» Requirement 1
Please return, unchanged, the lines of the records below, from the line holding "Target: large green leaf" through the final line of the records, both included.

— start of Excerpt provided —

A mysterious component

Although it’s been decades since astronauts landed on the lunar surface, our knowledge about the moon has continued to increase — including the apparent discovery of an as-yet unidentified substance.

For now, experts are referring to it as “moon goo,” speculating that it moves around based on the pull of gravity from the Earth and the sun. Its motions have been compared to those of our planet’s ocean tides.

But just adding “moon goo” to a list of lunar characteristics that also includes crust, mantle, and core, doesn’t seem to give us a lot of useful information. So that’s why a team of researchers at NASA and the University of Arizona sought to determine the actual impact and implications of this stuff.

Digging through the data

A trove of information from both the Gravity Recovery and Interior Laboratory and the Lunar Reconnaissance Orbiter at NASA served as the basis for the latest research. As the report concluded, this research constitutes the “first measurement of the Moon’s yearly gravity changes due to tides.”

— end of Excerpt provided —

» Requirement 2
Extend the article on the moon's gravity changes from tides with the next passage after its last sentence.

— start of Dataset extract —

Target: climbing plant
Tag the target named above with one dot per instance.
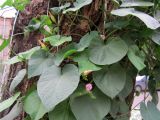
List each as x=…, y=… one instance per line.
x=92, y=78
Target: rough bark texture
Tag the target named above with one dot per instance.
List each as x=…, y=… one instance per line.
x=90, y=18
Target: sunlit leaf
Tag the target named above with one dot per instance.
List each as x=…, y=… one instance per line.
x=83, y=62
x=7, y=103
x=56, y=84
x=62, y=112
x=22, y=56
x=77, y=5
x=85, y=107
x=107, y=53
x=33, y=106
x=110, y=80
x=15, y=111
x=39, y=62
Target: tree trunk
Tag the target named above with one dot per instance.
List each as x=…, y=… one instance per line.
x=91, y=18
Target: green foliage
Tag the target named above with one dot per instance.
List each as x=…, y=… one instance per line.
x=20, y=76
x=4, y=44
x=57, y=40
x=77, y=5
x=62, y=112
x=39, y=62
x=90, y=79
x=96, y=106
x=136, y=57
x=22, y=56
x=15, y=111
x=33, y=106
x=110, y=80
x=65, y=82
x=18, y=4
x=7, y=103
x=107, y=53
x=83, y=62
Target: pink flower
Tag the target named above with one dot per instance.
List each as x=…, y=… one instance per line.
x=89, y=87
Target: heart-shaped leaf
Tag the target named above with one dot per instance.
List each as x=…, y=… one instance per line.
x=64, y=53
x=148, y=20
x=57, y=40
x=83, y=62
x=105, y=54
x=86, y=40
x=110, y=80
x=55, y=85
x=33, y=106
x=85, y=107
x=39, y=62
x=77, y=5
x=7, y=103
x=20, y=76
x=136, y=57
x=62, y=112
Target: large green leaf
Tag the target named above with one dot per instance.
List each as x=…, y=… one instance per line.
x=148, y=20
x=64, y=53
x=105, y=54
x=23, y=56
x=55, y=85
x=83, y=62
x=62, y=112
x=110, y=80
x=15, y=111
x=136, y=57
x=86, y=40
x=156, y=37
x=149, y=112
x=39, y=62
x=85, y=107
x=20, y=76
x=57, y=40
x=7, y=103
x=33, y=106
x=136, y=3
x=77, y=5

— end of Dataset extract —

» Task response 1
Target: large green leaf
Tag the target named above with one dot per instance.
List each as x=…, y=… one instance per line.
x=148, y=20
x=64, y=53
x=105, y=54
x=23, y=56
x=55, y=85
x=83, y=62
x=62, y=112
x=110, y=80
x=15, y=111
x=136, y=57
x=86, y=40
x=156, y=37
x=149, y=112
x=39, y=62
x=85, y=107
x=20, y=76
x=57, y=40
x=7, y=103
x=33, y=106
x=136, y=3
x=77, y=5

» Task response 2
If moon goo remains in a constantly malleable layer, the scientists argued, the logical explanation is that there is a source of heat keeping the material from hardening.

While there’s plenty more research to do on this intriguing layer beneath the moon’s surface, the study revealed: “The existence and maintenance of such a zone, often explained with the existence of partial melt, has implications for our knowledge of the Moon’s thermal state and evolution.”